## Start DOCUMENT
Personal information
- Born: June 11, 1974 (age 52) Santa Monica, California, U.S.
- Height: 5 ft 4 in (1.63 m)
- Sporting nationality: United States

Career
- College: Arizona State University
- Turned professional: 1994
- Former tour: LPGA Tour (1995–2005)
- Professional wins: 3

Number of wins by tour
- LPGA Tour: 3
- Ladies European Tour: 1

Best results in LPGA major championships
- Chevron Championship: T24: 1998
- Women's PGA C'ship: T6: 1998
- U.S. Women's Open: T16: 2001
- du Maurier Classic: T7: 1997
- Women's British Open: T21: 2001

= Emilee Klein =

American professional golfer and coach (born 1974)

Emilee Klein (born June 11, 1974) is an American professional golfer and college golf coach who played on the LPGA Tour.
## End DOCUMENT
◆ **OBJECTIVES**:
**1)** Decide whether each statement agrees with the Emilee Klein profile, and support each yes or no with the deciding words quoted from it: (a) Klein turned professional in 1994. (b) Her best finish at the U.S. Women's Open came in 1998. (c) She played college golf at Arizona State University.
**2)** Continue the Emilee Klein profile from its final sentence.
## Start SUPPLIED INFORMATION
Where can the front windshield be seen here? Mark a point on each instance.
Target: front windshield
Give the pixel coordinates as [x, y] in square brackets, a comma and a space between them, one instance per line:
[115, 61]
## End SUPPLIED INFORMATION
◆ **FINAL RESULTS**:
**1)**
(a) Yes: "Turned professional: 1994".
(b) No: "U.S. Women's Open: T16: 2001".
(c) Yes: "College: Arizona State University".

**2)**
Klein was born in Santa Monica, California and grew up in Sherman Oaks, California, where she attended Notre Dame High School. She had a successful amateur career winning several tournaments including the 1991 U.S. Girls' Junior. She played college golf at Arizona State University and won the 1994 NCAA Division I Championship as well as being on the winning team in 1993 and 1994. She was a member of the U.S. Curtis Cup team in 1994.

Klein qualified for the LPGA Tour in the LPGA Final Qualifying Tournament in 1994. She won three times on the LPGA Tour between 1996 and 2001. She was a member of the 2002 Solheim Cup team.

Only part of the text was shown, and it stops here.